----- SOURCE EXCERPT
As part of the continuing efforts to find a 'political solution' to the Baloch imbroglio, the Parliamentary Committee on Balochistan chaired by former Prime Minister Chaudhry Shujaat Hussain unanimously approved, on May 2, 2005, a report by its Subcommittee headed by Senator Syed Mushahid Hussain, proposing various recommendations on clearance of gas royalty arrears, abolition of the Concurrent List, the National Finance Commission (NFC) award, provincial autonomy and the development of gas-rich areas. The Committee has proposed that the Federal Government form a Task Force in consultation with it to ensure the implementation of the recommendations within 90 days.

The Subcommittee has asked the Federal and Provincial Governments to make estimates of the arrears of the gas royalty payable to Balochistan by June 30, and also recommended that these arrears be cleared before December 2005. The Balochistan Chief Minister Jam Muhammad Yousaf has reportedly given a figure of Pakistan Rupees (PKR) Six billion. The Subcommittee recommended, further, that gas exploration companies spend at least five per cent of their total investment on the development of the respective areas of their operation. It also accepted an up-gradation of gas royalty and gas development surcharge (GSD) to Balochistan, the actual enhancements to be based on the Senator Dilawar Abbas 'formula' which is yet to be presented.

Another of the Mushahid Hussain Subcommittee's recommendations was that the "control of Gwadar Port Authority (GPA) should vest primarily with the Province of Balochistan." To this end, the head office of the Authority be shifted from Karachi to Gwadar and that the province should have maximum representation in the GPA's board of directors. Recognizing the systematic exclusion of locals from employment at the Gwadar Port, the Subcommittee recommends that, people of Gwadar should be given first preference, the people of Makran second preference, followed by the people of Balochistan. The Subcommittee has suggested a special development package of at least PKR Two billion from the Federal Government for the Social Sector Development of District Gwadar.
----------
----- STORED ROWS
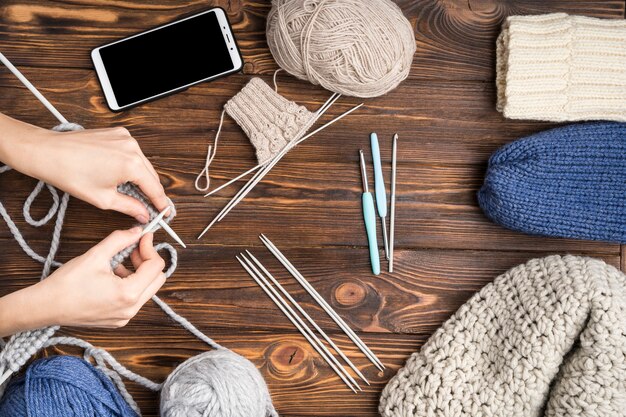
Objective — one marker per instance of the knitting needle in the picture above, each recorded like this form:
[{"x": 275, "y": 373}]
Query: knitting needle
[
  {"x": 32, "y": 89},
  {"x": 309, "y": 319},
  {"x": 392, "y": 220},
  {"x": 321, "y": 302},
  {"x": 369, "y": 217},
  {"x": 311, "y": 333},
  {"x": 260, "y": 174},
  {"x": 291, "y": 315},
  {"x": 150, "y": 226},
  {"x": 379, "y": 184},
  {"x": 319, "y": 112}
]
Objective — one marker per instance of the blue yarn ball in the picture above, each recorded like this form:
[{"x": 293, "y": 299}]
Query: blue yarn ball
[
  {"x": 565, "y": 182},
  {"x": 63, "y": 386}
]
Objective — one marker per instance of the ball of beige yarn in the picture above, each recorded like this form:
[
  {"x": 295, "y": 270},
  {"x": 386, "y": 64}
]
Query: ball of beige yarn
----------
REQUIRED ACTIONS:
[1] According to the Balochistan excerpt, by what time did the Subcommittee recommend that the gas royalty arrears be cleared?
[2] Condense the paragraph of the Balochistan excerpt beginning "Another of the Mushahid Hussain Subcommittee's recommendations" into a bulleted list that keeps its main facts.
[3] Carry the Balochistan excerpt forward from its final sentence.

ANSWERS FOR THIS EXERCISE:
[1] Before December 2005.

[2]
- Control of the Gwadar Port Authority (GPA) should vest primarily with Balochistan.
- The GPA head office should move from Karachi to Gwadar.
- The province should have maximum representation on the GPA board of directors.
- Because locals have been systematically excluded from jobs at Gwadar Port, hiring preference should go first to the people of Gwadar, then to the people of Makran, then to the people of Balochistan.
- The Federal Government should provide a special development package of at least PKR Two billion for the Social Sector Development of District Gwadar.

[3]
On contentious constitutional issues, the subcommittee, in general, agrees with the Baloch position that commitments on provincial autonomy, as envisaged in the 1973 Constitution, have neither been honoured nor implemented. It recommends that the "Federal Legislative List is revised in such a manner that maximum autonomy is ensured to the provinces. The Concurrent List is ultimately abolished and the Federal List is limited to the core functions of the Federation, i.e., Defense and national security, Foreign Relations, Federal Finance and Currency, Communications and inter-provincial harmony, coordination and national solidarity."

Many of the Sub-Committee's recommendations militate directly against General Musharraf's stated policies and intentions on Balochistan. On December 16, 2004, the President had appeared to have given primacy to a 'military' solution to the disturbances in the province, declaring that his Government would crush all anti-Pakistan movements: "We are gathering information through intelligence and other sources that who is doing what in the area and I warn them because when the Government starts action against them, they will be crushed." More significantly, on March 31, 2004, the General had declared on the Pakistan Television "Newsnight" programme, that the problem with Balochistan was that only 5 per cent of the area was 'A area', while 95 per cent was 'B', where the police did not operate. Soon, he had stated, the entire 95 per cent 'B area' would be made into 'A area'.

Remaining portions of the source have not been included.